**Texto seleccionado:**
El problema es que, en su ciudad, donde los rumores corren como la pólvora, esa estancia junto a Antón se interpreta como signo inequívoco de su torcida orientación sexual. Jacinta intenta curarlo metiéndose en su cama, pero él, ajeno a todo, se niega, para no mancillarla antes del matrimonio, con lo que la situación se agrava… mientras la consulta empieza a ir viento en popa. Tanto, que hasta su enfermera le reprocha haber mantenido en secreto su condición –así no habría tenido miedo de estar cerca de él–, Jacinta acepta casarse en secreto y mantener la ficción haciéndose pasar por ayudante suya, y un poderoso gángster de Chicago –natural de Palermo y apellidado Corleone– le confía a todas las mujeres de su familia, rigurosamente vestidas de negro, como corresponde… Y cuando se descubra el engaño, después de mil enredos inverosímiles, salpicados de chistes sonrojantes, será éste quien ataque con furia al doctor, produciéndole tales heridas que, según confiesa el otro médico a su esposa –devuelta en el hospital del principio, cerrando así el flash-back–, ha estado a punto de castrarlo.

**Descripción del problema:**
¿Qué nombres propios aparecen en el texto seleccionado? Enuméralos todos.

**Entradas de la colección:**

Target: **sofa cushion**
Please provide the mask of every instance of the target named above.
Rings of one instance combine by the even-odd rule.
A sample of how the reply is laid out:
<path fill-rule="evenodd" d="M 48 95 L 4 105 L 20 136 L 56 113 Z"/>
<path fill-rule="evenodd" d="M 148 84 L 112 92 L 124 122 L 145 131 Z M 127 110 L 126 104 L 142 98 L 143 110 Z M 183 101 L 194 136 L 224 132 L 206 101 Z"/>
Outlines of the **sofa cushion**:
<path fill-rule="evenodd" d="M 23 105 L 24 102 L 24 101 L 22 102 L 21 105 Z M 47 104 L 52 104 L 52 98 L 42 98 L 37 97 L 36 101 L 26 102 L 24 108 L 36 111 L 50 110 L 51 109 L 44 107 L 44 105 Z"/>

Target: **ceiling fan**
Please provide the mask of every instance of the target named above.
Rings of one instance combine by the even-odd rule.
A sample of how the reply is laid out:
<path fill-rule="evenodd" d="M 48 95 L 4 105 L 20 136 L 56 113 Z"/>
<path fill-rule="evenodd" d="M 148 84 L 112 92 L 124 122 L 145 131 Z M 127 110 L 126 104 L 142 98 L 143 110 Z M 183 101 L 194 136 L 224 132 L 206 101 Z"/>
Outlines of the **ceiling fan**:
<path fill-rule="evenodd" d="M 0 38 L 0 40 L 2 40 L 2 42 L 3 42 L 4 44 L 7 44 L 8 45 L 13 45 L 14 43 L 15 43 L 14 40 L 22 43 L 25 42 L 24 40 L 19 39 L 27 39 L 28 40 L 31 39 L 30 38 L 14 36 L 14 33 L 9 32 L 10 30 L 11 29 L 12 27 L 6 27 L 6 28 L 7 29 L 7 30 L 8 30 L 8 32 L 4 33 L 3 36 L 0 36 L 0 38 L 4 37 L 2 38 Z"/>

**Tarea resuelta:**
Antón, Jacinta, Chicago, Palermo, Corleone